**EXTRACTED RECORDS**
■ ■ ■

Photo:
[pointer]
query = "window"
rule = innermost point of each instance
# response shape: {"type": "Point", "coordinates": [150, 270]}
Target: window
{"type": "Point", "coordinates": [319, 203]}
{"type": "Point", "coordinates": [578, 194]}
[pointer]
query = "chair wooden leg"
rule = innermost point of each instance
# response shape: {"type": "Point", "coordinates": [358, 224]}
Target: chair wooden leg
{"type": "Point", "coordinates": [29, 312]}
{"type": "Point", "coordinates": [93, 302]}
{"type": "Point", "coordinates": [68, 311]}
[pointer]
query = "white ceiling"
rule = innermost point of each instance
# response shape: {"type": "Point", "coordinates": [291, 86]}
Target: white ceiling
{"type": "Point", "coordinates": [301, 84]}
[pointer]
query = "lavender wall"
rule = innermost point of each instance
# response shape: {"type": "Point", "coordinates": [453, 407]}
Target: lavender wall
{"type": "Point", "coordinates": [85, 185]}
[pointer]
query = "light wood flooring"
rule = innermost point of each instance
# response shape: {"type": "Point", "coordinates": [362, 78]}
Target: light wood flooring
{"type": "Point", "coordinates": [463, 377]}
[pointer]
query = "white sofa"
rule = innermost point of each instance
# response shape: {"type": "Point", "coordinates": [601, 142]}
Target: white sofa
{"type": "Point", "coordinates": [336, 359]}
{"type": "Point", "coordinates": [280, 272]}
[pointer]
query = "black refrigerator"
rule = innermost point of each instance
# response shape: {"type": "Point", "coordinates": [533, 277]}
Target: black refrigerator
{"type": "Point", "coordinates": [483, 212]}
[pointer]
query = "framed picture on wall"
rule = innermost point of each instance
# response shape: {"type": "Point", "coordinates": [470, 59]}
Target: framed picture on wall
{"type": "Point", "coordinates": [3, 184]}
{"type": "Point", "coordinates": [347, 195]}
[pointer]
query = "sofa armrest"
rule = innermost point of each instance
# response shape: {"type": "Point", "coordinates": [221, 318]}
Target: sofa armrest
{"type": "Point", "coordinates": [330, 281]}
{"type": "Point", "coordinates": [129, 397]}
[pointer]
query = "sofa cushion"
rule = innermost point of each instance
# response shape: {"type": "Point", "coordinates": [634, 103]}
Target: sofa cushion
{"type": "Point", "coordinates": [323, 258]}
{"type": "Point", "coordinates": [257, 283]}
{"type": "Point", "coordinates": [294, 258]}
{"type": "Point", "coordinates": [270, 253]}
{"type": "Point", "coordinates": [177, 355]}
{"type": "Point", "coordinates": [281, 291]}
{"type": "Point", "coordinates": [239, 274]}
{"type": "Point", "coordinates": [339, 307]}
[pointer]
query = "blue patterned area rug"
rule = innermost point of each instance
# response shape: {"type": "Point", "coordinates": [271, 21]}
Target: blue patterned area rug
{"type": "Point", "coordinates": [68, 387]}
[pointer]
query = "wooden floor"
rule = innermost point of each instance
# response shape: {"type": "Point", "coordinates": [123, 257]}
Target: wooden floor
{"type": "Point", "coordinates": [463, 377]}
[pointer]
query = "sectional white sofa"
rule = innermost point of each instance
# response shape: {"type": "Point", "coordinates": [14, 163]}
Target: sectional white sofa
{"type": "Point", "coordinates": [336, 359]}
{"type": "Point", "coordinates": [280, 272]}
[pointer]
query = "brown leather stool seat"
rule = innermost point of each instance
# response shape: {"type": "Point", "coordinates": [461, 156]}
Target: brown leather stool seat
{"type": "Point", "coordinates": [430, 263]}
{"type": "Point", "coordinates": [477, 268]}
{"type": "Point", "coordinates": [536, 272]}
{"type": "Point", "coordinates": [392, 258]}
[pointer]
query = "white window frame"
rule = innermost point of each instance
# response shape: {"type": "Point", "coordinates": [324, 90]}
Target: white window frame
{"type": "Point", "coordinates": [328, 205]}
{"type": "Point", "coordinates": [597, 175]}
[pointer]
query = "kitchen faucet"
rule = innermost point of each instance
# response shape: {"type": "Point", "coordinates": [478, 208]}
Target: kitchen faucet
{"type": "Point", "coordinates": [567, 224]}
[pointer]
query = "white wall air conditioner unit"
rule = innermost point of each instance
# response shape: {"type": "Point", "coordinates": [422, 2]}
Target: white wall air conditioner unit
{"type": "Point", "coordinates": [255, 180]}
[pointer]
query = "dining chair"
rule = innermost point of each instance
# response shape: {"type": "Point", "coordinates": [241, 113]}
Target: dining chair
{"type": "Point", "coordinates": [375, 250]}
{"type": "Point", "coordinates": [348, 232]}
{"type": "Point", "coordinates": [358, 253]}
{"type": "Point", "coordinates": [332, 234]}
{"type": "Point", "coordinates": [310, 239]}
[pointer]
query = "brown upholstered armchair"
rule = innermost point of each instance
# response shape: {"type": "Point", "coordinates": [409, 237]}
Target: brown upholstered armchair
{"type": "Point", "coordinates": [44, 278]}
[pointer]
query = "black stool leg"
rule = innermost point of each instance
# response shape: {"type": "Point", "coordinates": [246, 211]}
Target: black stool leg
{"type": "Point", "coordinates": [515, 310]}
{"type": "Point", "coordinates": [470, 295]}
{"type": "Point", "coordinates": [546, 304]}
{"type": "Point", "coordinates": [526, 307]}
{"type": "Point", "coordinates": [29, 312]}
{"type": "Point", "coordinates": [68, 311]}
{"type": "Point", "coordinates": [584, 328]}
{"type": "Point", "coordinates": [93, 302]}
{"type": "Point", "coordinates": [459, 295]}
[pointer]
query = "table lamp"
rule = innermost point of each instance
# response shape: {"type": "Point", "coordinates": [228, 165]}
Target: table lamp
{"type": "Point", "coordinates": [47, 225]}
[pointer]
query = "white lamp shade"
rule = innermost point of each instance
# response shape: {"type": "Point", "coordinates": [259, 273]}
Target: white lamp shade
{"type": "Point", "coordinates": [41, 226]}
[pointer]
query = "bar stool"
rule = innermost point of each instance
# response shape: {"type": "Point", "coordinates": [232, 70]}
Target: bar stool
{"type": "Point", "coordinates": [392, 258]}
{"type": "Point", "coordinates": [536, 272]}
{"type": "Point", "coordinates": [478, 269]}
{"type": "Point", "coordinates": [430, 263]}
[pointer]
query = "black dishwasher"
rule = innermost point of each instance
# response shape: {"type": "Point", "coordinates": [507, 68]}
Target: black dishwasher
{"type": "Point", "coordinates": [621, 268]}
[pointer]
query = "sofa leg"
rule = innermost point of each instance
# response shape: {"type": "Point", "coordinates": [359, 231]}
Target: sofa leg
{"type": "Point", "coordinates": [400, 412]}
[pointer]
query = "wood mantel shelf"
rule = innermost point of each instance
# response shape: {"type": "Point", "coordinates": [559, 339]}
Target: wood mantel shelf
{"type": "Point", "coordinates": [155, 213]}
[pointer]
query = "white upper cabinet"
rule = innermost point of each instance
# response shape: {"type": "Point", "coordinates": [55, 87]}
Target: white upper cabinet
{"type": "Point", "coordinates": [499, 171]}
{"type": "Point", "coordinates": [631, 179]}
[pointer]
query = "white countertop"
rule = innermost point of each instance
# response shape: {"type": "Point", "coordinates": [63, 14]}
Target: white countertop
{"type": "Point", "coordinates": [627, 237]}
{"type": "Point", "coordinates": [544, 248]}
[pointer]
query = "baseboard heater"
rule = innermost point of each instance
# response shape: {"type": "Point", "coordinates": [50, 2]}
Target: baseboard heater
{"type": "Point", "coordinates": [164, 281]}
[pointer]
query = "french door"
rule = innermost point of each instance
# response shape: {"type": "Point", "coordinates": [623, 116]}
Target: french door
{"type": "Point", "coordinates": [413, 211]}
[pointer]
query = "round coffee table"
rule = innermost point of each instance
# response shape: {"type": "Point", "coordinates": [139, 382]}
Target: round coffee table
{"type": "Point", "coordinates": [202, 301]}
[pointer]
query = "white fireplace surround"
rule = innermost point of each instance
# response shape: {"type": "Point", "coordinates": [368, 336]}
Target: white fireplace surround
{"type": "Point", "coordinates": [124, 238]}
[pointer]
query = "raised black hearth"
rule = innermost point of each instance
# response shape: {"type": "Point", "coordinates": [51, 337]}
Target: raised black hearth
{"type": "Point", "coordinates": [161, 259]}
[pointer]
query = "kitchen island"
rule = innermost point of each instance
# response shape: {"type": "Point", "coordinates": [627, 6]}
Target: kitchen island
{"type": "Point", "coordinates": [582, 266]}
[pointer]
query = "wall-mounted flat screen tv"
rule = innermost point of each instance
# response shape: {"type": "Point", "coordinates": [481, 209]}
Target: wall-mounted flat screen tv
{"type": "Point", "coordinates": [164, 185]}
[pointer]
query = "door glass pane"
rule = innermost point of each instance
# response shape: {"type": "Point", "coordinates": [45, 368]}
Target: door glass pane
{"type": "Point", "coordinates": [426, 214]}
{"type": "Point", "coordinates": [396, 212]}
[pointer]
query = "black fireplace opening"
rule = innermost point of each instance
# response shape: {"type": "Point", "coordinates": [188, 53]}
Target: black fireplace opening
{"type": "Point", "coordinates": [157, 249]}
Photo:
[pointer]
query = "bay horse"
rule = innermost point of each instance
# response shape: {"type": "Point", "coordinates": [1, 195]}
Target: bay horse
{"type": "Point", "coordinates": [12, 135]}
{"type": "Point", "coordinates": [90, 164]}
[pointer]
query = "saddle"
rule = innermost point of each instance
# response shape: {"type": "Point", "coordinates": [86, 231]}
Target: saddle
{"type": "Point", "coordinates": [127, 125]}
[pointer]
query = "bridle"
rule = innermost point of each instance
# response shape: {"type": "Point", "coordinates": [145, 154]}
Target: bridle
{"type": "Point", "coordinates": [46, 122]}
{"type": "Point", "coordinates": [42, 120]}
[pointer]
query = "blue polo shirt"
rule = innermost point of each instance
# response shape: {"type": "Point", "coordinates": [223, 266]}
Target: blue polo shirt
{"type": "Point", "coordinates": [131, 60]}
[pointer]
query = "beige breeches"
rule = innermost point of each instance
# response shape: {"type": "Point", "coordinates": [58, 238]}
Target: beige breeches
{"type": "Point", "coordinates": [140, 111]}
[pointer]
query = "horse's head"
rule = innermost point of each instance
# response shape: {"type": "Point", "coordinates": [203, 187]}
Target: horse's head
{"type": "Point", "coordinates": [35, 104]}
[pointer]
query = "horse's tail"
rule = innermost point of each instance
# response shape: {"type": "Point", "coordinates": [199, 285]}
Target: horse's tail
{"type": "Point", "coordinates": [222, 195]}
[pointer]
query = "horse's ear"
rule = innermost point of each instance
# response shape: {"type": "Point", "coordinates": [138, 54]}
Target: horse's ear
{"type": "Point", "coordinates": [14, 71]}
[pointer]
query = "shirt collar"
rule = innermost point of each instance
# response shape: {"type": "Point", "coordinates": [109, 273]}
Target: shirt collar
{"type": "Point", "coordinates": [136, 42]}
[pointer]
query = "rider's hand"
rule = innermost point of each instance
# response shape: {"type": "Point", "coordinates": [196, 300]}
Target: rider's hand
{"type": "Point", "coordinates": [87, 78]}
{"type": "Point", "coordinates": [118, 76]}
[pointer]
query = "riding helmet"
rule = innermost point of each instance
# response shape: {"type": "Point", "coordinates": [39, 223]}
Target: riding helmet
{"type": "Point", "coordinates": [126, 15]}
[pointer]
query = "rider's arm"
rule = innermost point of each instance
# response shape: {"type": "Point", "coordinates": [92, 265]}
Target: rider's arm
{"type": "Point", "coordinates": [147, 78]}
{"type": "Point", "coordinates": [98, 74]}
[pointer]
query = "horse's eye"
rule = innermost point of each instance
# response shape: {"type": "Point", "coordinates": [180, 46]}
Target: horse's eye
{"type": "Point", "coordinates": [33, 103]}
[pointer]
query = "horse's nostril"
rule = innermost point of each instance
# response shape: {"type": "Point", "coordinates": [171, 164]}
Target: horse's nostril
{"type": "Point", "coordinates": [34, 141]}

■ ■ ■

Extract every line of the items above that contains the word "table", with case counting.

**TASK RESPONSE**
query = "table lamp"
Target: table lamp
query = "round coffee table"
Target: round coffee table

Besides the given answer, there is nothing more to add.